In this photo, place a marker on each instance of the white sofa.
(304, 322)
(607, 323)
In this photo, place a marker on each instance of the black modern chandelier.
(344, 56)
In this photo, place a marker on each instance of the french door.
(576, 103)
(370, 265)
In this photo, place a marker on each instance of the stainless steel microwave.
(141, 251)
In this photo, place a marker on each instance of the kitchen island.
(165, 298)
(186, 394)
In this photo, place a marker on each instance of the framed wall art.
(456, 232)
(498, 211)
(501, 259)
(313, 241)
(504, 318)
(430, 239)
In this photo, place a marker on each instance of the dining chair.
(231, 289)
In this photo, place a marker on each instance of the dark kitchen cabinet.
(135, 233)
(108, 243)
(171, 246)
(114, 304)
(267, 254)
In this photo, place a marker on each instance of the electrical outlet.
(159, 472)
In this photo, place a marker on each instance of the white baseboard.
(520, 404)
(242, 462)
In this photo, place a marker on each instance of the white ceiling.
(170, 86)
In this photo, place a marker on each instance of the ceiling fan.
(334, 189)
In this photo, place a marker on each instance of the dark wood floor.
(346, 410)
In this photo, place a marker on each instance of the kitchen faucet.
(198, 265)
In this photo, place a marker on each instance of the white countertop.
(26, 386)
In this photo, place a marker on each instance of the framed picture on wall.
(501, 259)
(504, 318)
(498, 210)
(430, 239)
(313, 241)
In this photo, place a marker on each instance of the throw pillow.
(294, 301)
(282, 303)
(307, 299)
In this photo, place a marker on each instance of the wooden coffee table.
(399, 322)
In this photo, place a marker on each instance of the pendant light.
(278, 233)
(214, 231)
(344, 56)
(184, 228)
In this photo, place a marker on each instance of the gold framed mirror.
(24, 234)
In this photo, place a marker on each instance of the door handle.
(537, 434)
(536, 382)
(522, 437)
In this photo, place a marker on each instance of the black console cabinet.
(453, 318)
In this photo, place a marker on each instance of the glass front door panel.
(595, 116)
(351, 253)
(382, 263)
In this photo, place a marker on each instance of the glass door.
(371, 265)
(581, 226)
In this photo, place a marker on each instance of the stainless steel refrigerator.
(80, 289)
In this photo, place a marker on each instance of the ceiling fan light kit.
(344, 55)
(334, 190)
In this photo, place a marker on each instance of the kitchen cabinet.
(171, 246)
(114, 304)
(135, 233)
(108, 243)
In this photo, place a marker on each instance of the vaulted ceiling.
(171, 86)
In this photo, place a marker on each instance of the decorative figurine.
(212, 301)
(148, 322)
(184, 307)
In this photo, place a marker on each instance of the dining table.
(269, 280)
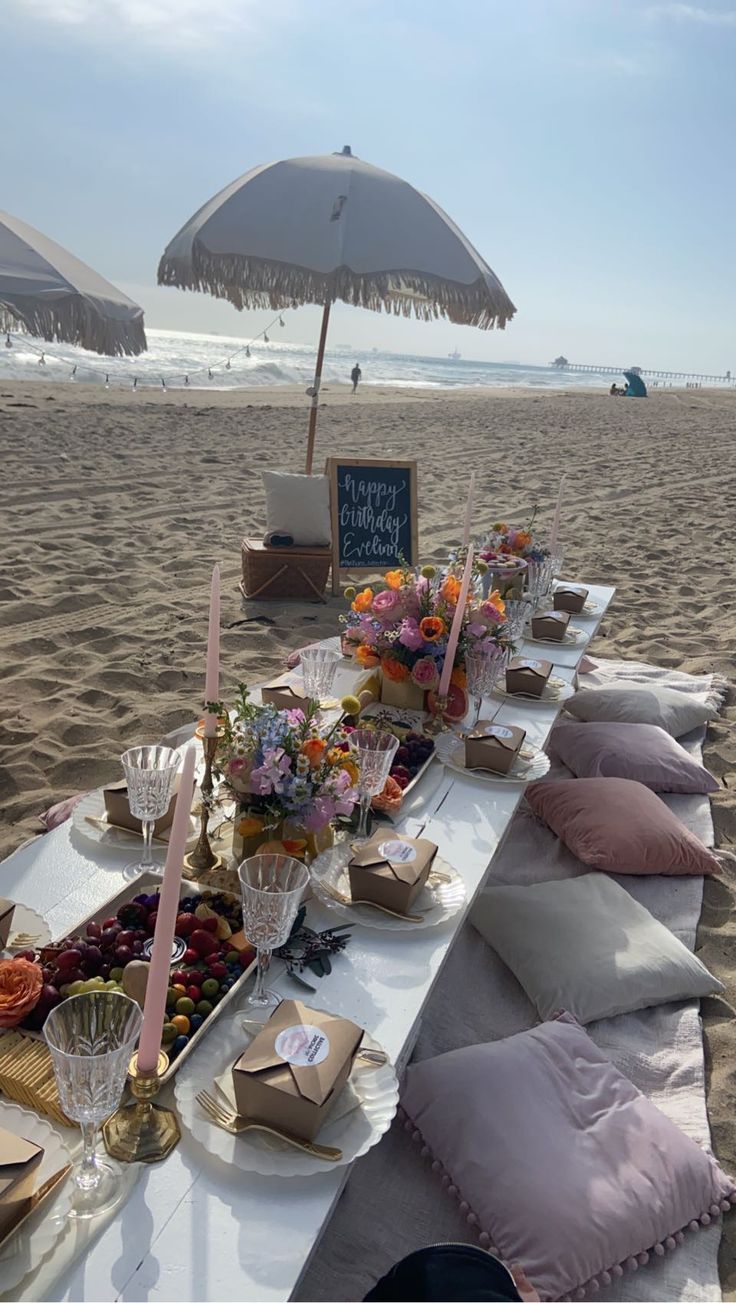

_Problem details_: Give all the rows above as a numbered list, skipping any blank lines and leaving out the picture.

_Output of the exercise_:
1. In this photo, place a marker on each instance of the white sofa.
2. (304, 322)
3. (607, 323)
4. In this photo, place a marker on each instance of the black modern chandelier.
5. (344, 56)
6. In this photo, place a marker on each instance of the french door.
7. (576, 103)
8. (370, 265)
9. In this photo, place a marker on each instance of the stainless steel microwave.
10. (141, 251)
11. In this photo, place a marker on each instance of the kitchen island.
12. (165, 298)
13. (186, 394)
14. In this photo, place a marker on each instance of the framed wall art.
15. (456, 232)
16. (498, 211)
17. (501, 259)
18. (313, 241)
19. (504, 318)
20. (430, 239)
21. In this photo, place a marker on each instance of the dining chair.
22. (231, 289)
23. In this photo, place a marker on each instance of the dark kitchen cabinet.
24. (135, 233)
25. (108, 243)
26. (171, 246)
27. (114, 304)
28. (267, 254)
29. In this photo, place a marker on each instance of the electrical outlet.
30. (159, 472)
31. In this photo, place a marker on each instance of the white baseboard.
32. (520, 404)
33. (242, 462)
34. In this photo, place a marker on each instance of the white ceiling.
35. (170, 86)
36. In this photo, place a marker on each instance of the ceiling fan.
37. (334, 189)
38. In this photo, place a marker on each instance of the dark wood floor.
39. (346, 410)
40. In this photo, place a marker on each instance of the kitchen faucet.
41. (198, 265)
42. In this photo, place a marker on each instance of the white countertop.
43. (26, 386)
44. In this photo, place a marker on each instance of the framed picture on wall.
45. (501, 259)
46. (504, 318)
47. (498, 210)
48. (430, 239)
49. (313, 241)
50. In this photo, place a marker on each instance of the throw pillow.
51. (294, 301)
52. (282, 303)
53. (307, 299)
54. In this photo, place a marker on each instance of the wooden coffee table.
55. (399, 322)
56. In this photo, place a marker on each instance of the pendant light.
57. (278, 233)
58. (214, 231)
59. (344, 56)
60. (184, 228)
61. In this photo, place a marker on each instance of the gold framed mirror.
62. (24, 234)
63. In this photo, place a marker on each instance of the door handle.
64. (537, 434)
65. (536, 382)
66. (522, 437)
67. In this photo, place a marker on each instance of the black console cabinet.
68. (453, 318)
69. In this photo, place a marker on each instance of the glass front door panel.
70. (595, 116)
71. (351, 253)
72. (382, 263)
73. In this photo, place a marker on each instance of the glass door.
74. (371, 265)
75. (581, 226)
76. In this photo, place a marker on each instance of the stainless steel refrigerator.
77. (80, 289)
78. In this photo, place a marker on each instance of the ceiling fan light kit.
79. (344, 55)
80. (334, 190)
81. In this photo, place a marker on each instance of the kitchen cabinet.
82. (171, 246)
83. (114, 304)
84. (135, 233)
85. (108, 243)
86. In this photo, place a marker on each instance of the vaulted ceiling.
87. (171, 86)
88. In this photo, place a marker on each instance of the decorative figurine.
89. (212, 301)
90. (148, 322)
91. (184, 307)
92. In this photo, place a marker on each instance of the dining table.
93. (269, 280)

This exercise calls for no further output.